── Task inputs ──
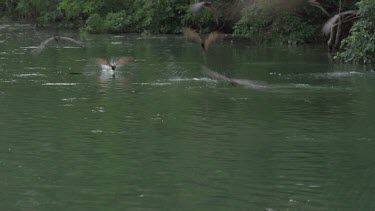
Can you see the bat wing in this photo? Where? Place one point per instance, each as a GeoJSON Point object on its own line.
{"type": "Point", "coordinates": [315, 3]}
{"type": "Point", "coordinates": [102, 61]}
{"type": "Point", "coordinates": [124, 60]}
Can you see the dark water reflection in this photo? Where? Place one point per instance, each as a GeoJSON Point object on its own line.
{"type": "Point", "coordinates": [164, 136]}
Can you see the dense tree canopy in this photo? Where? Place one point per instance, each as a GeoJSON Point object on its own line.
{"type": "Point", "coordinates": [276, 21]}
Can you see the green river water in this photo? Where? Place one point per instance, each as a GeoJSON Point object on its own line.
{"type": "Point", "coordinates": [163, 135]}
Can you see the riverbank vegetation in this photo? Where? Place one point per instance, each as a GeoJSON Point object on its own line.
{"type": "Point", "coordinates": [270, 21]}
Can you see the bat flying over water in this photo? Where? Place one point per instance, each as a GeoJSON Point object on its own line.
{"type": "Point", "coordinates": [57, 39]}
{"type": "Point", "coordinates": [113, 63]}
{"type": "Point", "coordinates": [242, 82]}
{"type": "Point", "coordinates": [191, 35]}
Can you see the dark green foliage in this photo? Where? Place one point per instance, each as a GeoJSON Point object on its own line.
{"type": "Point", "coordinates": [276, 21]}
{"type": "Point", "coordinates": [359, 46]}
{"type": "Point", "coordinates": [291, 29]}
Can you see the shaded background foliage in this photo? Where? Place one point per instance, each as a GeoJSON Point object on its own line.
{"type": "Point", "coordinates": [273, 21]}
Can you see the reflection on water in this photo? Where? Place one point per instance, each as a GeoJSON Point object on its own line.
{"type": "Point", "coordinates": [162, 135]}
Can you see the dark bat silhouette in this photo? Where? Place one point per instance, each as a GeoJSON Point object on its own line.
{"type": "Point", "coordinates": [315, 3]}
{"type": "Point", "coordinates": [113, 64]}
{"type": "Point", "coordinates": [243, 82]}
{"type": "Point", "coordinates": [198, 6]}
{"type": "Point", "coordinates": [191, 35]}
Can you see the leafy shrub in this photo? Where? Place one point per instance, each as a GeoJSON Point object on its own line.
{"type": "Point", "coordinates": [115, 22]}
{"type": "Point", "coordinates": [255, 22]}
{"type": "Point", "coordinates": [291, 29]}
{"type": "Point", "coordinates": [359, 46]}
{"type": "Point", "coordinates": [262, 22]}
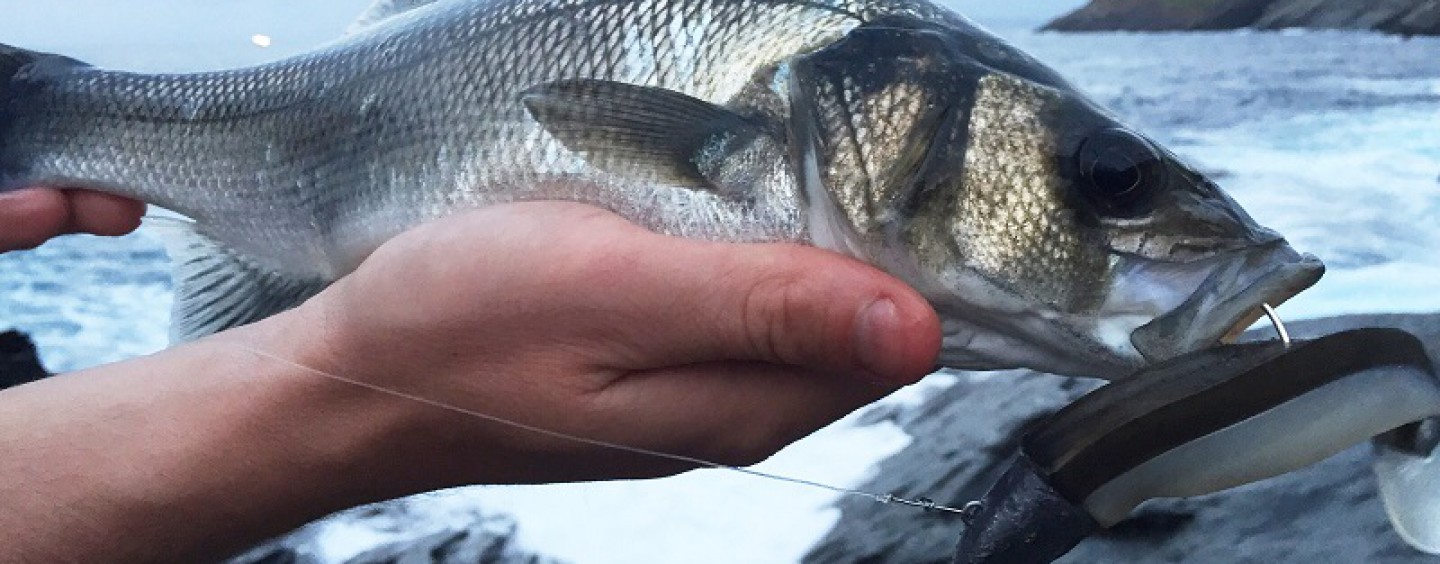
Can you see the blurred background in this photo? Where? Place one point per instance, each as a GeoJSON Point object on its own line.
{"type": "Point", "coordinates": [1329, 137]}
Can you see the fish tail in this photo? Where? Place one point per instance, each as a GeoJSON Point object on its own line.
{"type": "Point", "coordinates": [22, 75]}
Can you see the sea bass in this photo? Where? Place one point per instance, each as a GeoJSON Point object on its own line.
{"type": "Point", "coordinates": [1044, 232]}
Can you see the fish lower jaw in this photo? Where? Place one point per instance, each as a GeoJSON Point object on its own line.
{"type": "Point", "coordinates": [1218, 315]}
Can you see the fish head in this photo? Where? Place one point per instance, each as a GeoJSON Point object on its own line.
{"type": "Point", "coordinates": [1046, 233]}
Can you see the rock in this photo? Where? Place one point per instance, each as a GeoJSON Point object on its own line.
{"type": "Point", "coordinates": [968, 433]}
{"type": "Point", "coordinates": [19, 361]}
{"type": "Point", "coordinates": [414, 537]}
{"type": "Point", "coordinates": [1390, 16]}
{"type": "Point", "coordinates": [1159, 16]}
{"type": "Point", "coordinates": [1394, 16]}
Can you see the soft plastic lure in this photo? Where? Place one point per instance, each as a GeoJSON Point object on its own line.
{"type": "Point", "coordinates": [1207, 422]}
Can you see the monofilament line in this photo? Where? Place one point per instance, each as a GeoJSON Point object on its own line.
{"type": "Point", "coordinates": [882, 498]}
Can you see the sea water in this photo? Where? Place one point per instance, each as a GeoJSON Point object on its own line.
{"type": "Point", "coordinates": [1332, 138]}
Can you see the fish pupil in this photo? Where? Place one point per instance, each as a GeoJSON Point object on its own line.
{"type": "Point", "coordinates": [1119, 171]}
───
Description of the task:
Edit every row above, changing "in this photo" to "in this image" and keeping everything else the same. Leave the pictures out of your answer.

Answer for this exercise:
Can you see the bat wing in this image? Where? Place one point per instance, each as a GeoJSON Point object on its own line.
{"type": "Point", "coordinates": [315, 3]}
{"type": "Point", "coordinates": [102, 61]}
{"type": "Point", "coordinates": [124, 60]}
Can you see the dark water reflection in this image? Where? Place one point per instance, each as a GeoJSON Point object on its own line.
{"type": "Point", "coordinates": [164, 136]}
Can you see the dense tree canopy in this image? Where? Place one point per instance, each as a GeoJSON Point object on its own line.
{"type": "Point", "coordinates": [276, 21]}
Can you see the green river water in this image? Where? Place one point per instance, each as a GeoJSON Point object on its own line.
{"type": "Point", "coordinates": [163, 135]}
Can you see the riverbank vegetation in this image? Where? Place one point per instance, each as a GeoJSON Point object on its own line.
{"type": "Point", "coordinates": [270, 21]}
Can you see the bat flying over water in this image? Where? Place one point per instance, each as a GeoJSON Point object on its own line.
{"type": "Point", "coordinates": [57, 39]}
{"type": "Point", "coordinates": [113, 63]}
{"type": "Point", "coordinates": [242, 82]}
{"type": "Point", "coordinates": [191, 35]}
Can you see the dark green foliage in this image? Where? Place one point per instance, each as a GeoJSON Point object on its own line.
{"type": "Point", "coordinates": [276, 21]}
{"type": "Point", "coordinates": [359, 46]}
{"type": "Point", "coordinates": [291, 29]}
Can you see the shaded background foliage in this image? Where? Place one point per instance, each as a GeoJSON Point object on its own line.
{"type": "Point", "coordinates": [273, 21]}
Can you see the reflection on water in this image? Where? Place one point per instance, each as a GeoJSON Point object on its own line.
{"type": "Point", "coordinates": [162, 135]}
Can you see the dark bat silhouette in this image? Where? Place one point per instance, each as a GeoJSON Point object on its own line.
{"type": "Point", "coordinates": [315, 3]}
{"type": "Point", "coordinates": [113, 64]}
{"type": "Point", "coordinates": [243, 82]}
{"type": "Point", "coordinates": [198, 6]}
{"type": "Point", "coordinates": [191, 35]}
Can you see the leafy shrub in this image? Where? Place one point per instance, each as a GeoJSON Point object on its own line.
{"type": "Point", "coordinates": [115, 22]}
{"type": "Point", "coordinates": [255, 22]}
{"type": "Point", "coordinates": [291, 29]}
{"type": "Point", "coordinates": [359, 46]}
{"type": "Point", "coordinates": [262, 22]}
Can you see the blurred background in this image? Where? Place one point per instance, each as a GeoJSON Point object on its own line.
{"type": "Point", "coordinates": [1329, 137]}
Can you see the fish tail in this image? Where? Place one point per instance, each as a GeoJSON Point object on its own line.
{"type": "Point", "coordinates": [22, 75]}
Can you see the sea bass in this image? Where? Place one point per instance, each as a GeoJSON Point object on its own line.
{"type": "Point", "coordinates": [1044, 232]}
Can you see the fish lower jaw in this image? Where? Place one point per instance, each as a GeoJSON Point object on its own line.
{"type": "Point", "coordinates": [1218, 315]}
Can you see the fish head in this image? Where? Place one point per instance, each as a GeoJSON Point object on its own line.
{"type": "Point", "coordinates": [1046, 233]}
Can you see the rock in this image? Where? Place one point per instance, each as a GeoJSON Point object on its own line.
{"type": "Point", "coordinates": [968, 433]}
{"type": "Point", "coordinates": [19, 361]}
{"type": "Point", "coordinates": [414, 537]}
{"type": "Point", "coordinates": [1390, 16]}
{"type": "Point", "coordinates": [1159, 16]}
{"type": "Point", "coordinates": [1394, 16]}
Can you see the soft plastic lure in this image? Where? Place one point per instance, each as a GeoJSON Point object on its own line.
{"type": "Point", "coordinates": [1207, 422]}
Can you see the monofilament line in this image? Where? Place one point per instance, each as a GeoJSON Point object on its own line.
{"type": "Point", "coordinates": [882, 498]}
Can you see the sea water in this image? Where? Place one point per instance, each as a GeoJSON Point object on its own line.
{"type": "Point", "coordinates": [1332, 138]}
Can you see the fish pupil in this image? Where? Place one point per instance, each as a GeoJSON Point object on its own line.
{"type": "Point", "coordinates": [1119, 171]}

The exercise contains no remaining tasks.